DO THIS
Swap each "instance" in the lines below for "item", and give all the lines back with nothing else changed.

GIVEN ENTRIES
⟨

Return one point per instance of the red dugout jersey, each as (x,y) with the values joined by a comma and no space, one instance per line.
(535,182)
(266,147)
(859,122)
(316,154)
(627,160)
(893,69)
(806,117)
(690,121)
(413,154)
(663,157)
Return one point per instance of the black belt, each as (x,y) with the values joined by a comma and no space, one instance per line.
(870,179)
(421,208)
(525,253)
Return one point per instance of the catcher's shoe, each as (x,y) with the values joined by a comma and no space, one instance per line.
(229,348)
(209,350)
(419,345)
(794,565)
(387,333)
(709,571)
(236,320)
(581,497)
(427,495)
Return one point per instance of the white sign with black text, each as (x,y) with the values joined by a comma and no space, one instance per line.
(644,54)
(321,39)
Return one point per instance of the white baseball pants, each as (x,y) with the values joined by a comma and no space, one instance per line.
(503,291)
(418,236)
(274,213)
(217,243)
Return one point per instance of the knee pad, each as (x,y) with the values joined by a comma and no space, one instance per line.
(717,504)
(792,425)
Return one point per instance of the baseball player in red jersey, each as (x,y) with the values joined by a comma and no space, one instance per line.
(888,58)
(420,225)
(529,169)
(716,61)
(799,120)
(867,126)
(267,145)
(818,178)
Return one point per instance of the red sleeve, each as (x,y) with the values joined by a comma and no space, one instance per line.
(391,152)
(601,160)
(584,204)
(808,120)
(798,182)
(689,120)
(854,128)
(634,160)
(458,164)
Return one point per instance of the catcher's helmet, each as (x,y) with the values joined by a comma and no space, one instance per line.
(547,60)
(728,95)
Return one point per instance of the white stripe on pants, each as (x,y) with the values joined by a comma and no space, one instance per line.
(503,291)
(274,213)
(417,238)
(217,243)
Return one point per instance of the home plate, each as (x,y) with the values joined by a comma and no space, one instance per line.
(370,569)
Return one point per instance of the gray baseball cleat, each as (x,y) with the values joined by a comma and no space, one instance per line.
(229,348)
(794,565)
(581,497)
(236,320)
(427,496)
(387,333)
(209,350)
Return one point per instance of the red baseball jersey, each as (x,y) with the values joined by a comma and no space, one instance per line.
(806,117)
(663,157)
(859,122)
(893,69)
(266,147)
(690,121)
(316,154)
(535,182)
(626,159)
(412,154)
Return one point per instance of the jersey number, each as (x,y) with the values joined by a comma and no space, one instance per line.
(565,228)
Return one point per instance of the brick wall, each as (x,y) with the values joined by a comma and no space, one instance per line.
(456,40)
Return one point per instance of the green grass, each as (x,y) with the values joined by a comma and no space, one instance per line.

⟩

ANSWER TO THIS PROBLEM
Return one point per item of the red dugout jersey, each as (x,y) with the values joined by a comma and no space, one item per line.
(535,182)
(266,147)
(859,122)
(316,154)
(627,160)
(893,69)
(806,117)
(690,121)
(413,154)
(663,157)
Return one point per item of the black belt, each as (x,y) with the values joined by a comma and no space, one item per line.
(870,179)
(421,208)
(525,253)
Return one point per item of the catcher's shoe, each as (x,y) with the values joined by a comma and no space, one item per line.
(229,348)
(209,350)
(419,345)
(794,565)
(387,333)
(709,571)
(236,320)
(581,497)
(427,495)
Return one point per item of the white sign with black text, each as (x,y) with the values joined by a comma and no space, one item per line.
(644,54)
(321,39)
Return one point per item of the white baseball pants, each as (x,y) with the values joined by a comma and no space, one item per line.
(503,291)
(418,236)
(274,213)
(217,243)
Return one point per item of the knee pad, each as (x,y) with the values joined by a comma and no space, one item per line.
(717,504)
(792,425)
Return one point per item of the baseball player in red jersey, each as (x,y) with the values joined by a comma and no space, one item per line.
(888,58)
(420,225)
(529,169)
(716,61)
(799,120)
(867,126)
(267,145)
(818,178)
Return one point per item of the red sleeve, each as (x,y) with the values joined by a comma and no space, one item per line.
(391,152)
(601,160)
(584,204)
(808,120)
(798,182)
(689,120)
(854,128)
(634,160)
(458,164)
Return one point per item of the catcher's helmet, each as (x,y) with the values joined by a comma and no space, one item per line.
(547,60)
(728,95)
Return one point per item of the white stripe on pants, each as (x,y) with the values joined by a comma and no space, one item per line.
(503,291)
(274,213)
(417,238)
(217,243)
Return one point per item of the home plate, each as (x,y) with the values joined by a comma and no space, one item per line.
(370,569)
Return one point per item of the gray baseball cleat, each as (x,y) with the values joined by a comma and no space, one item per line.
(229,348)
(794,565)
(581,497)
(236,320)
(427,496)
(387,333)
(209,350)
Return one point per item of the red baseball jersey, each as (x,y) with the values joined by a comma and no space, one item per line.
(806,117)
(663,157)
(859,122)
(893,69)
(266,147)
(690,121)
(316,154)
(535,182)
(626,159)
(412,154)
Return one point per item of the jersey number, each as (x,y) with the values joined by a comma and no space, one item per line.
(565,228)
Return one point per item of the brick wall, each as (x,y) with the values joined by a comma and no space, one item per line.
(456,40)
Return one point per item of the green grass, each as (x,y) with the values joined by a comma and no space, one item per line.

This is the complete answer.